● WHAT TO PRODUCE:
In full and without alteration, print the entries that follow.

● PROVIDED INFORMATION:
-*-*-
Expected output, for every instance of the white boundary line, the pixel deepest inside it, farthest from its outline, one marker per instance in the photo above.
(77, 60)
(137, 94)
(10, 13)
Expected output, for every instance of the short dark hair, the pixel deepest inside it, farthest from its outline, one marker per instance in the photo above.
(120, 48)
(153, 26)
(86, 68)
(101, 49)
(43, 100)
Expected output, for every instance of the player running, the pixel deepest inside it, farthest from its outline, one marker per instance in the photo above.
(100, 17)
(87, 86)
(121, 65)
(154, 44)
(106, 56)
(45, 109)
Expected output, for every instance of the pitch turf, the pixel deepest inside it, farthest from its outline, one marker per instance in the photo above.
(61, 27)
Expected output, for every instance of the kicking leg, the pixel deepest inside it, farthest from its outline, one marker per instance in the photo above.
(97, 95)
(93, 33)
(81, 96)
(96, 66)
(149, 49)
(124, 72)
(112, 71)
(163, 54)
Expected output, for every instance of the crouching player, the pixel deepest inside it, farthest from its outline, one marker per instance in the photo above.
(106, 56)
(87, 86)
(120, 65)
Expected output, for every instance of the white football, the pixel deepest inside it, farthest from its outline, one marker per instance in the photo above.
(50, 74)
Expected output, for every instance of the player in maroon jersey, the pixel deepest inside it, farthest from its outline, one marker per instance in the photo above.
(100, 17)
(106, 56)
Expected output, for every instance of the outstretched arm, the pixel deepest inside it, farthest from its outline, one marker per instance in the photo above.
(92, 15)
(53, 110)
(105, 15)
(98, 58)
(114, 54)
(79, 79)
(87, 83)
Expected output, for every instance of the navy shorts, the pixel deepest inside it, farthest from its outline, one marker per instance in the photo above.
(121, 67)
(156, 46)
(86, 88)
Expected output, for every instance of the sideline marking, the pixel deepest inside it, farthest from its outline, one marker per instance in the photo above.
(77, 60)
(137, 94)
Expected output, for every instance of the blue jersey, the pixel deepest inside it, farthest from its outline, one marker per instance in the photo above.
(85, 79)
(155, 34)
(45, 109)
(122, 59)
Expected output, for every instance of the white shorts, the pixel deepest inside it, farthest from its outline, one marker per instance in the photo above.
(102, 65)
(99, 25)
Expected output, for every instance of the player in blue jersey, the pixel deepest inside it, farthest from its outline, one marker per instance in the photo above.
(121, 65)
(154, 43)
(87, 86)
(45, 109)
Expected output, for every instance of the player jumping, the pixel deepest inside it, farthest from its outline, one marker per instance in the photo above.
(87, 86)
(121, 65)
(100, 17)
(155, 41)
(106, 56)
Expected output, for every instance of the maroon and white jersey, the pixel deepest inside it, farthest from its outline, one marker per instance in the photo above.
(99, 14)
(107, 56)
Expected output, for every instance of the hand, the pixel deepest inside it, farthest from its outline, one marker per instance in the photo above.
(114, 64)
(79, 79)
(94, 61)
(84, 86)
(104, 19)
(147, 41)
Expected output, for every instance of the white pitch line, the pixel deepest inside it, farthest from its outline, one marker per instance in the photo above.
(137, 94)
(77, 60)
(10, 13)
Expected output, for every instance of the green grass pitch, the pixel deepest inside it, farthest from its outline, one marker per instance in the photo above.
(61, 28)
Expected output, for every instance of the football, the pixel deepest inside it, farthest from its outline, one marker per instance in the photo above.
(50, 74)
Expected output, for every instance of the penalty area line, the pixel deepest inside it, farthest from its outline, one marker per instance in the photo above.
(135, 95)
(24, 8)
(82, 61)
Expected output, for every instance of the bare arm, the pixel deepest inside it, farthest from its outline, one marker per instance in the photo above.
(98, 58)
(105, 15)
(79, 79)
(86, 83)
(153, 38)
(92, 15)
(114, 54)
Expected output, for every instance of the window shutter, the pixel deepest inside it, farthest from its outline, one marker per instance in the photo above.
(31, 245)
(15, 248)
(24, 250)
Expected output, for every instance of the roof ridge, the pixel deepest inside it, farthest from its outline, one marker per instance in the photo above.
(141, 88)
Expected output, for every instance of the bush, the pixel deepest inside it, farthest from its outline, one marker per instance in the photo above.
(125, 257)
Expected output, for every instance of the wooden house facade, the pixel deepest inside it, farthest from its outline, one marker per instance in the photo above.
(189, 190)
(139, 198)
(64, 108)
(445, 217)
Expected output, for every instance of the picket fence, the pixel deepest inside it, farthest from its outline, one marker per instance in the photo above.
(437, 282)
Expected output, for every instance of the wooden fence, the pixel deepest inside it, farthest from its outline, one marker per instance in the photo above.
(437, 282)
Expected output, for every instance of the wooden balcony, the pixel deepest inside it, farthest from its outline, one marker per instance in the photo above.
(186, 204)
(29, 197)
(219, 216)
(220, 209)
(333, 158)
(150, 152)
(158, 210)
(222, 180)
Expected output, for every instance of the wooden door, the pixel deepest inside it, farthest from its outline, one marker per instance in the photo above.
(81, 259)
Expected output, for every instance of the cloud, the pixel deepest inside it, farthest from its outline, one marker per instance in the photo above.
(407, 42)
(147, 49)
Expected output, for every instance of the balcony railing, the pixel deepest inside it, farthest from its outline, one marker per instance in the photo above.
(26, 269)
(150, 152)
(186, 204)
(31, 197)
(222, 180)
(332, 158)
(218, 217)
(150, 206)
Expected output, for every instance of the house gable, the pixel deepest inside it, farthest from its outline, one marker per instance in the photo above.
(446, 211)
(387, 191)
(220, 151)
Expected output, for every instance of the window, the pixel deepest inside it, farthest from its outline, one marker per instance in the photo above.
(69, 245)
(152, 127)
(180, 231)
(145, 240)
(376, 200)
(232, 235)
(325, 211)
-*-*-
● RESULT:
Expected output, for every instance of the white boundary line, the pixel deepest inside it, farthest from its outline, one marker per instance in the photo above.
(77, 60)
(137, 94)
(10, 13)
Expected output, for every instance of the short dark hair, the pixel deepest inside it, farthest from its outline, one marker per instance in the photo above.
(120, 48)
(153, 26)
(86, 68)
(101, 49)
(43, 100)
Expected output, for every instance of the player running, the pixel deepest inside it, farthest from its outline, one marker per instance in the photo above.
(100, 17)
(87, 86)
(121, 65)
(154, 44)
(106, 56)
(45, 109)
Expected output, for every instance of the pitch turf, the pixel deepest inside it, farthest from its outline, one marker per instance in the photo above.
(61, 27)
Expected output, for every instance of the kicking leg, the pixel deepest inside it, farthest from its outline, one marker per instance in the photo above.
(97, 95)
(93, 33)
(81, 96)
(96, 66)
(149, 49)
(124, 72)
(112, 71)
(163, 54)
Expected output, for every instance of the crouching player, the pixel deepest inside it, farthest from its outline, one marker per instance in the photo above.
(106, 56)
(87, 86)
(120, 65)
Expected output, for every instance of the white football, the pixel deepest inside it, farthest from its outline, one marker per instance in the photo above.
(50, 74)
Expected output, for every instance of the player in maroon jersey, the pixel deepest inside it, farthest from its outline, one marker per instance in the photo above.
(100, 17)
(106, 56)
Expected output, for every instance of the outstretched arm, the pixel deepest inside it, farthest from its outline, one marker per instance in the photo above.
(92, 15)
(53, 110)
(105, 15)
(98, 58)
(114, 54)
(79, 79)
(87, 83)
Expected output, for every instance of the navy shorts, the pixel deepest inside it, farthest from its outline, one marker per instance in the photo above.
(121, 67)
(156, 46)
(86, 88)
Expected output, for every instance of the sideline marking, the pixel deepest inside it, farthest from its outline, one marker per instance in the photo above.
(77, 60)
(137, 94)
Expected output, for every instance of the blue jersey, the pixel deepest inside it, farthest from its outline, one marker per instance in the photo above.
(85, 79)
(155, 34)
(45, 109)
(122, 59)
Expected output, for every instance of the white shorts, the pixel deepest inside it, farthest from its outline, one marker per instance in the photo above.
(102, 65)
(99, 25)
Expected output, for every instance of the player in blue jersey, the pixel deepest inside it, farthest from its outline, one marker per instance in the photo above.
(121, 65)
(154, 43)
(87, 86)
(45, 109)
Expected output, for every instance of the player jumping, the pixel deepest inside it, farthest from its outline, one marker per instance in the photo above.
(87, 86)
(121, 65)
(100, 17)
(155, 41)
(106, 56)
Expected output, for every instance of the maroon and white jersey, the pixel deepest inside it, farthest from its outline, one marker per instance in the photo above.
(99, 14)
(107, 56)
Expected output, for every instance of the hand, the pixel deepest inside it, farthest from its outline, one marker per instance in the photo above.
(114, 64)
(79, 79)
(94, 61)
(84, 86)
(104, 19)
(147, 41)
Expected output, for every instance of the white pitch line, the pixel deepest inside it, farthest from its outline, one marker per instance in the photo above.
(137, 94)
(77, 60)
(10, 13)
Expected output, for every instance of the green grass pitch, the pixel deepest inside it, farthest from its outline, one marker per instance in the photo above.
(61, 28)
Expected output, for every instance of the football, the pixel deepest inside it, farthest from its outline, one marker per instance in the photo above.
(50, 74)
Expected output, for every instance of the penalty area line, the pixel deepest inside it, farthest from its outline, one marker per instance in the photo above.
(135, 95)
(24, 8)
(82, 61)
Expected output, for every instance of the bare arm, the pixel deepest inside it, farthest from its outline, one marker per instance in the photo above.
(98, 58)
(105, 15)
(79, 79)
(86, 83)
(153, 38)
(92, 15)
(114, 54)
Expected output, for every instance of the window shutter, the pixel deepest inside it, farthest from its outline, one marker per instance in the photo above.
(31, 245)
(15, 248)
(24, 250)
Expected output, for every instance of the roof ridge, the pixel deepest inside it, farthest from its outline, one marker per instance in the photo above.
(141, 88)
Expected output, for every instance of the bush, the pixel deepest inside it, farthest from its outline, one marker per instance in the photo above.
(125, 257)
Expected output, for every instance of the wooden house facade, the pixel deepest inside it, farthest from its outline, one marker per instance in the photo above.
(189, 190)
(139, 198)
(64, 108)
(445, 217)
Expected output, for every instance of the picket fence, the pixel deepest inside it, farthest from its outline, one marker per instance in the photo above.
(437, 282)
Expected output, for every instance of the wooden fence, the pixel deepest inside it, farthest from its outline, one marker per instance in the photo above.
(437, 282)
Expected output, for every instance of the wooden balcony, the pixel deepest inside it, farthest from its outline, one marker per instance in the photo above.
(186, 204)
(29, 197)
(219, 216)
(220, 209)
(333, 158)
(150, 152)
(158, 210)
(222, 180)
Expected output, for every instance of the wooden door, the pixel deepest inside it, farthest from its outline, one marker per instance in the photo above.
(81, 259)
Expected output, for every instance of the cloud, the pixel deepest inside it, farthest from its outline, one marker per instance in the photo above.
(407, 42)
(147, 49)
Expected output, for every instance of the balcony railing, the pixel deepest inside it, farthest from its outline, one marker per instance in the photo above.
(26, 269)
(150, 152)
(186, 204)
(31, 197)
(222, 180)
(332, 158)
(218, 217)
(150, 206)
Expected output, for every instance of the house gable, the pixel deepest inside it, farthest from its outline, one marker per instance in the photo above.
(446, 211)
(387, 191)
(220, 151)
Expected output, for every instance of the window, the pixel deepest inside it, farthest from its outline, one marker per instance in the photo above.
(69, 245)
(152, 127)
(180, 231)
(145, 240)
(376, 200)
(232, 235)
(325, 211)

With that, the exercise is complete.